> THINGS TO DO:
- A) In the passage about Walsh, reproduce the text from "Outside of her" up to and including "been less carnage.".
- B) Using the passage about Walsh, decide whether each statement agrees with it, answering yes or no and quoting the words that decide it: (i) Walsh helped found the Roberto Clemente Little League. (ii) There have been more homicides this year than last year. (iii) Walsh says the Wilmington Police Department is seldom blamed.

> PASSAGE:
Outside of her political work, Walsh has been a foster mother and mentor for years. She helped found the Roberto Clemente Little League which predominantly serves the city’s Latino community and was also the first woman coaching a team of 6- to 8-year-olds to win their divisional championship.
Like all of Wilmington’s political leaders of the last few decades, Walsh has been distressed by the escalating gun violence in a handful of neighborhoods that encircle downtown. Last year there were a record 39 homicides, though this year there has been less carnage.
As she exits the political arena, she says everybody has to take responsibility for safer neighborhoods. And that means everybody.
“Sadly, the one group that gets blamed all the time are the Wilmington Police Department. What happened to the judges and the magistrates and the [attorney general] and the public defenders?’’ she said.
“And some of the families that have three and four shooters in their families, does anybody ever look to see if there is a gun in the house? There’s all sorts of things that every individual could do, but every individual seems to throw their hands up in the air and say, ‘Well, that’s the way it is. Not much we could do to change it.’”

> INPUT DATA:
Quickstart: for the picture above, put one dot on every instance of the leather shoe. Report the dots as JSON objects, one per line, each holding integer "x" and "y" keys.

> ANSWERS PER TASK:
- A)
Outside of her political work, Walsh has been a foster mother and mentor for years. She helped found the Roberto Clemente Little League which predominantly serves the city’s Latino community and was also the first woman coaching a team of 6- to 8-year-olds to win their divisional championship.
Like all of Wilmington’s political leaders of the last few decades, Walsh has been distressed by the escalating gun violence in a handful of neighborhoods that encircle downtown. Last year there were a record 39 homicides, though this year there has been less carnage.

- B)
(i) Yes: "She helped found the Roberto Clemente Little League"
(ii) No: "Last year there were a record 39 homicides, though this year there has been less carnage."
(iii) No: "the one group that gets blamed all the time are the Wilmington Police Department"